● Request A: Rewrite the paper record starting at "Theis, L., Sohl-Dickstein, J., &" and ending at "NY, USA: Curran.", substituting "Metropolis sampler" for "Gibbs sampler".
● Request B: Pick out each line of the listing that contains the word "instance".

● Document extract:

Theis, L., Sohl-Dickstein, J., & Bethge, M. (2013). Training sparse natural image models with a fast Gibbs sampler of an extended state space. In P. Bartlett, F. Pereira, L. Bottou, C. Burges, & K. Weinberger (Eds.), Twenty-Sixth Annual Conference on Neural Information Processing Systems (NIPS 2012) (pp. 1133-1141). Red Hook, NY, USA: Curran.


Cite as: https://hdl.handle.net/21.11116/0000-0001-1C34-6
Abstract
We present a new learning strategy based on an efficient blocked Gibbs sampler for sparse overcomplete linear models. Particular emphasis is placed on statistical image modeling, where overcomplete models have played an important role in discovering sparse representations. Our Gibbs sampler is faster than general purpose sampling schemes while also requiring no tuning as it is free of parameters. Using the Gibbs sampler and a persistent variant of expectation maximization, we are able to extract highly sparse distributions over latent sources from data. When applied to natural images, our algorithm learns source distributions which resemble spike-and-slab distributions. We evaluate the likelihood and quantitatively compare the performance of the overcomplete linear model to its complete counterpart as well as a product of experts model, which represents another overcomplete generalization of the complete linear model. In contrast to previous claims, we find that overcomplete representations lead to significant improvements, but that the overcomplete linear model still underperforms other models.

● Stored rows:
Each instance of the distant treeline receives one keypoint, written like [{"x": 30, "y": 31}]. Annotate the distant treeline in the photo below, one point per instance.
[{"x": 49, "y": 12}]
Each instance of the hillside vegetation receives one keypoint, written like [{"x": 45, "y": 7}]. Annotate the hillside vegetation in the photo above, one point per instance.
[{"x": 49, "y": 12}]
* * *
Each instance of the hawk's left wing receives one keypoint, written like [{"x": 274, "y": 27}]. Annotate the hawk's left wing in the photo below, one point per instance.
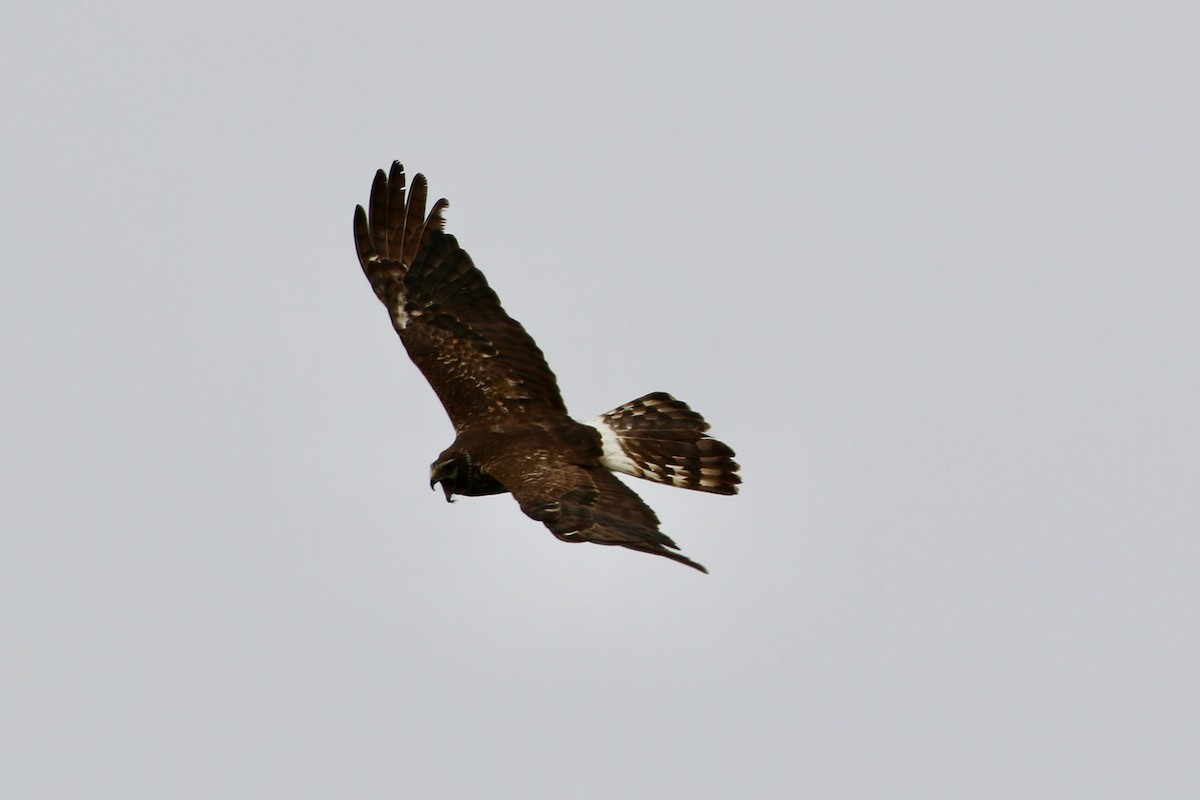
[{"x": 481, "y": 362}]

● Solution A:
Theis, L., Sohl-Dickstein, J., & Bethge, M. (2013). Training sparse natural image models with a fast Metropolis sampler of an extended state space. In P. Bartlett, F. Pereira, L. Bottou, C. Burges, & K. Weinberger (Eds.), Twenty-Sixth Annual Conference on Neural Information Processing Systems (NIPS 2012) (pp. 1133-1141). Red Hook, NY, USA: Curran.

● Solution B:
Each instance of the distant treeline receives one keypoint, written like [{"x": 30, "y": 31}]. Annotate the distant treeline in the photo below, one point per instance.
Each instance of the hillside vegetation receives one keypoint, written like [{"x": 45, "y": 7}]. Annotate the hillside vegetation in the photo above, one point per instance.
Each instance of the hawk's left wing receives one keypoint, written like [{"x": 274, "y": 27}]. Annotate the hawk's left wing in the photo below, one point per instance.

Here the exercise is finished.